● **WORK TO BE COMPLETED**: Which lines in the data below contain the string "Target"? Collect every one of them, and treat uppercase and lowercase letters as different.

(Data items)
--- START ---
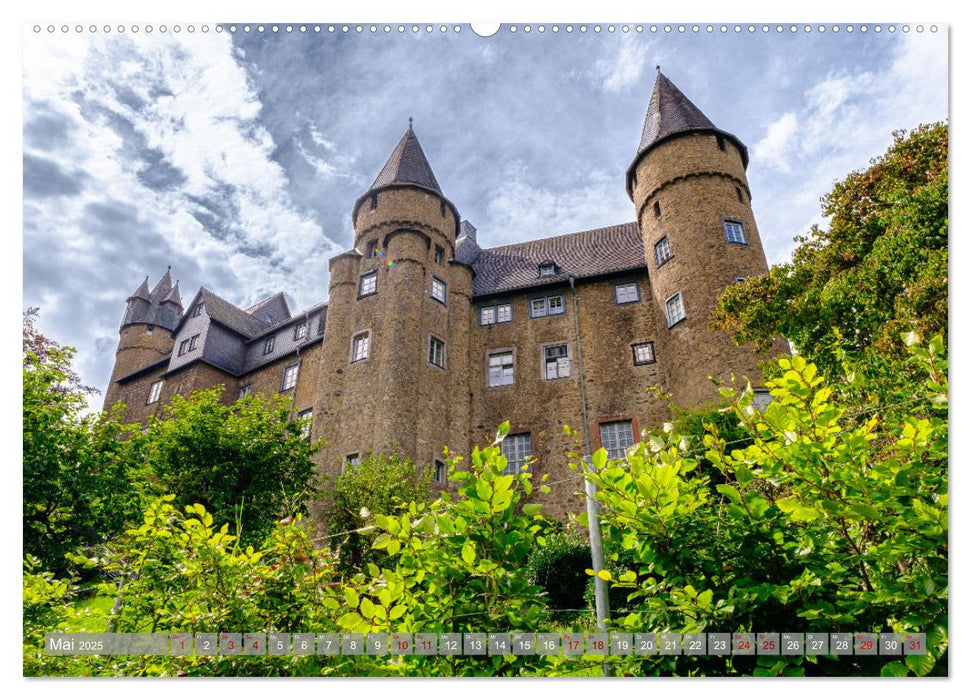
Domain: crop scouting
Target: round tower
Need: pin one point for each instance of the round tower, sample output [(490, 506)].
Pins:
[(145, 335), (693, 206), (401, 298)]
--- END ---
--- START ---
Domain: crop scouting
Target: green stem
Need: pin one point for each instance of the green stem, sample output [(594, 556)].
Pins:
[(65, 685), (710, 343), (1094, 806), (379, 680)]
--- END ---
● **REPLY TO THE TASK**:
Target: round tower
Target: green stem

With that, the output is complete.